Excerpt>
[Begin]

You'd rather act otherwise if the law didn't exist. It follows, then,
that you, in the depths of your heart, are an enemy of the law. What do
you mean, therefore, by teaching another not to steal, when you, in the
depths of your heart, are a thief and would be one outwardly too, if you
dared. (Of course, outward work doesn't last long with such hypocrites.)
So then, you teach others but not yourself; you don't even know what you
are teaching. You've never understood the law rightly. Furthermore, the
law increases sin, as St. Paul says in chapter 5. That is because a
person becomes more and more an enemy of the law the more it demands of
him what he can't possibly do.
In
chapter 7, St. Paul says, “The law is spiritual.” What does that
mean? If the law were physical, then it could be satisfied by works, but
since it is spiritual, no one can satisfy it unless everything he does
springs from the depths of the heart. But no one can give such a heart
except the Spirit of God, who makes the person be like the law, so that
he actually conceives a heartfelt longing for the law and henceforward
does everything, not through fear or coercion, but from a free heart.
Such a law is spiritual since it can only be loved and fulfilled by such
a heart and such a spirit. If the Spirit is not in the heart, then there
remain sin, aversion and enmity against the law, which in itself is
good, just and holy. You must get used to the idea that it is one thing
to do the works of the law and quite another to fulfill it. The works of
the law are every thing that a person does or can do of his own free
will and by his own powers to obey the law. But because in doing such
works the heart abhors the law and yet is forced to obey it, the works
are a total loss and are completely useless. That is what St. Paul means
in chapter 3 when he says, “No human being is justified before God
through the works of the law.” From this you can see that the
schoolmasters [i.e., the scholastic theologians] and sophists are
seducers when they teach that you can prepare yourself for grace by
means of works. How can anybody prepare himself for good by means of
works if he does no good work except with aversion and constraint in his
heart? How can such a work please God, if it proceeds from an averse and
unwilling heart?

[End]

Material>
[Begin]

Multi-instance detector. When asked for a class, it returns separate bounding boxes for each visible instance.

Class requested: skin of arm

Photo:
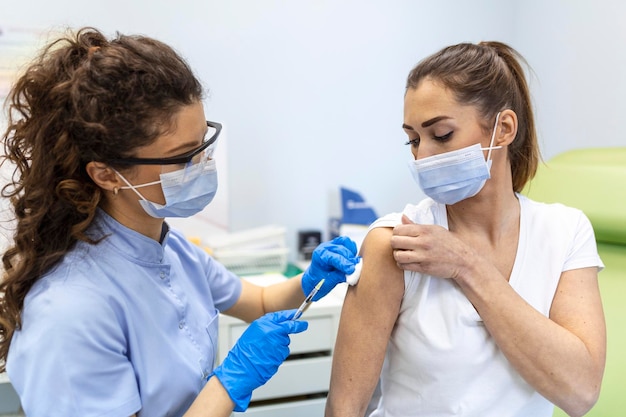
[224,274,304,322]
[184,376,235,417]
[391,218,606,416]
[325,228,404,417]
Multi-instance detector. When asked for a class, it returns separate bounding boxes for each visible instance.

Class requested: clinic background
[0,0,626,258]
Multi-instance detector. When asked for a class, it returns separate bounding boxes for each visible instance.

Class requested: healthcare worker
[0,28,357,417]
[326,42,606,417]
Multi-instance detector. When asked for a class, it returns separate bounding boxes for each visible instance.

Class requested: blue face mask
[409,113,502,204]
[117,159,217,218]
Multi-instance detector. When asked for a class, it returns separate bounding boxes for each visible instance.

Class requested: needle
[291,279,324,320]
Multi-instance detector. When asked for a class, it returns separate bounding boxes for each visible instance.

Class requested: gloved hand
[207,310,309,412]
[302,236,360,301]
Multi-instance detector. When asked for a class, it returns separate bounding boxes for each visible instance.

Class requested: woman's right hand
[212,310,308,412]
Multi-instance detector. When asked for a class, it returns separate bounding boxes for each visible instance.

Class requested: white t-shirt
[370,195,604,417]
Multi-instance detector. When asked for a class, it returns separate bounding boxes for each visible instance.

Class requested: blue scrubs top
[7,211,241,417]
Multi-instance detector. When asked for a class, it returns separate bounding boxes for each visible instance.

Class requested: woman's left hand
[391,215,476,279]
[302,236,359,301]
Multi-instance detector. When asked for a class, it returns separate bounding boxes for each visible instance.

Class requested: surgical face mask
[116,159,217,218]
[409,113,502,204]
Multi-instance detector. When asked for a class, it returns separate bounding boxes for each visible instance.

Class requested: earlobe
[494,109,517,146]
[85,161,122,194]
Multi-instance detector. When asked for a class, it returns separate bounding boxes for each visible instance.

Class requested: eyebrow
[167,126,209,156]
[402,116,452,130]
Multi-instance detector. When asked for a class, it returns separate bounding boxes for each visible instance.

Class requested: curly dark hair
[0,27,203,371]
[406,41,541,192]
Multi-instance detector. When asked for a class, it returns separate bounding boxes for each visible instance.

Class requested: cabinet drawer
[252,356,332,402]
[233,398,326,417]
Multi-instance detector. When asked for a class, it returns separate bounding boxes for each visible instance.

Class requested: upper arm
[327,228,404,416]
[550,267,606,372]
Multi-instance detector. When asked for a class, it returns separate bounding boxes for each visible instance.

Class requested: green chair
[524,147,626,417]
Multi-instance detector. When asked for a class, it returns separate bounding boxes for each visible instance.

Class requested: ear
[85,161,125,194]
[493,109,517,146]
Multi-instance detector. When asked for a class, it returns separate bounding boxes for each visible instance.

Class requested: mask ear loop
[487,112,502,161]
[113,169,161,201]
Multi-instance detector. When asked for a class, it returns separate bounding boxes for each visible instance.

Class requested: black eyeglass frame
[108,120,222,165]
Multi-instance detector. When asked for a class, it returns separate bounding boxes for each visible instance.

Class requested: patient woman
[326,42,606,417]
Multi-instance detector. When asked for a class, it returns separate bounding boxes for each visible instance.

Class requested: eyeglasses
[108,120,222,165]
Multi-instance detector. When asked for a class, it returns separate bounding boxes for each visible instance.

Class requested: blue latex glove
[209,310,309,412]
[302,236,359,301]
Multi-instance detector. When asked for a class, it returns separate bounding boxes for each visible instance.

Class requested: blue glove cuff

[End]
[Begin]

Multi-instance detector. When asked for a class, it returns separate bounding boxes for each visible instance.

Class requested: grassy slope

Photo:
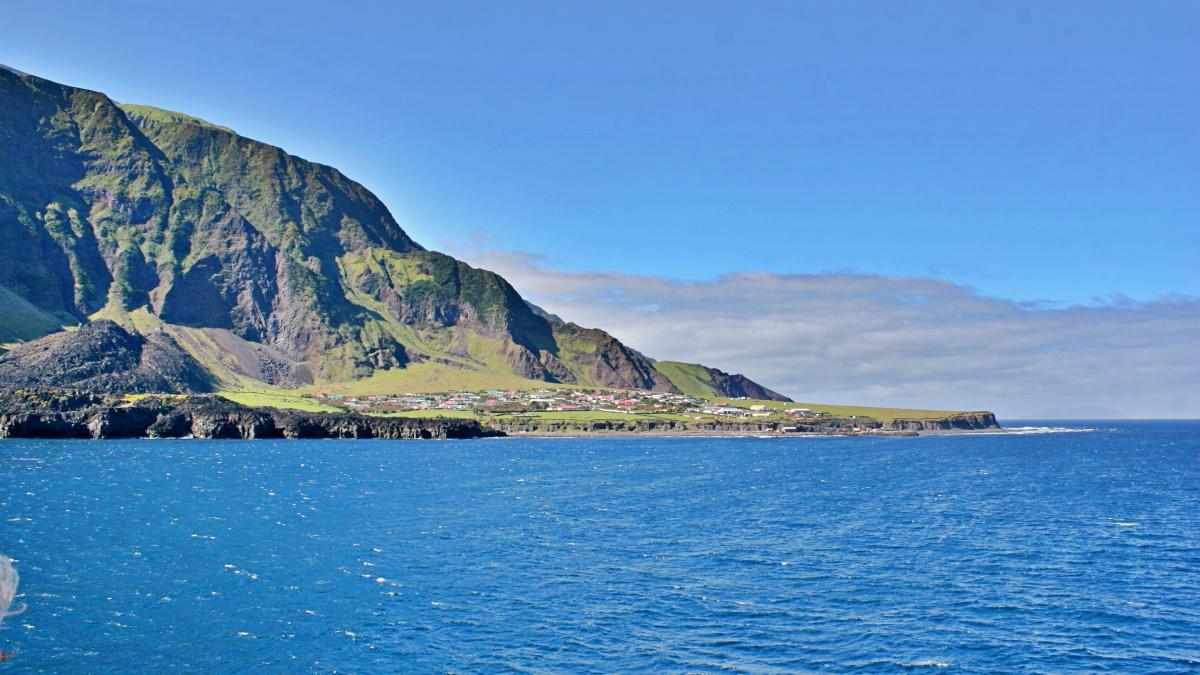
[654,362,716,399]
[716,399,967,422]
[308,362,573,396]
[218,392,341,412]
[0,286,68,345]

[End]

Task instructions>
A. Answer these questions from the excerpt on the law:
(i) What does the law increase, according to St. Paul in chapter 5?
(ii) What does St. Paul say about the law in chapter 7?
(iii) Who alone can give a heart that satisfies the law?
B. Carry the excerpt on the law and works forward from its final sentence.

Written answers>
A.
(i) Sin.
(ii) "The law is spiritual."
(iii) The Spirit of God.

B.
But
to fulfill the law means to do its work eagerly, lovingly and freely,
without the constraint of the law; it means to live well and in a manner
pleasing to God, as though there were no law or punishment. It is the
Holy Spirit, however, who puts such eagerness of unconstained love into
the heart, as Paul says in chapter 5. But the Spirit is given only in,
with, and through faith in Jesus Christ, as Paul says in his
introduction. So, too, faith comes only through the word of God, the
Gospel, that preaches Christ: how he is both Son of God and man, how he
died and rose for our sake. Paul says all this in chapters 3, 4 and 10.
That is why faith alone makes someone just and fulfills the law; faith
it is that brings the Holy Spirit through the merits of Christ. The
Spirit, in turn, renders the heart glad and free, as the law demands.
Then good works proceed from faith itself. That is what Paul means in
chapter 3 when, after he has thrown out the works of the law, he sounds
as though the wants to abolish the law by faith. No, he says, we uphold
the law through faith, i.e. we fulfill it through faith.
“Sin”
in the Scriptures means not only external works of the body but also all
those movements within us which bestir themselves and move us to do the
external works, namely, the depth of the heart with all its powers.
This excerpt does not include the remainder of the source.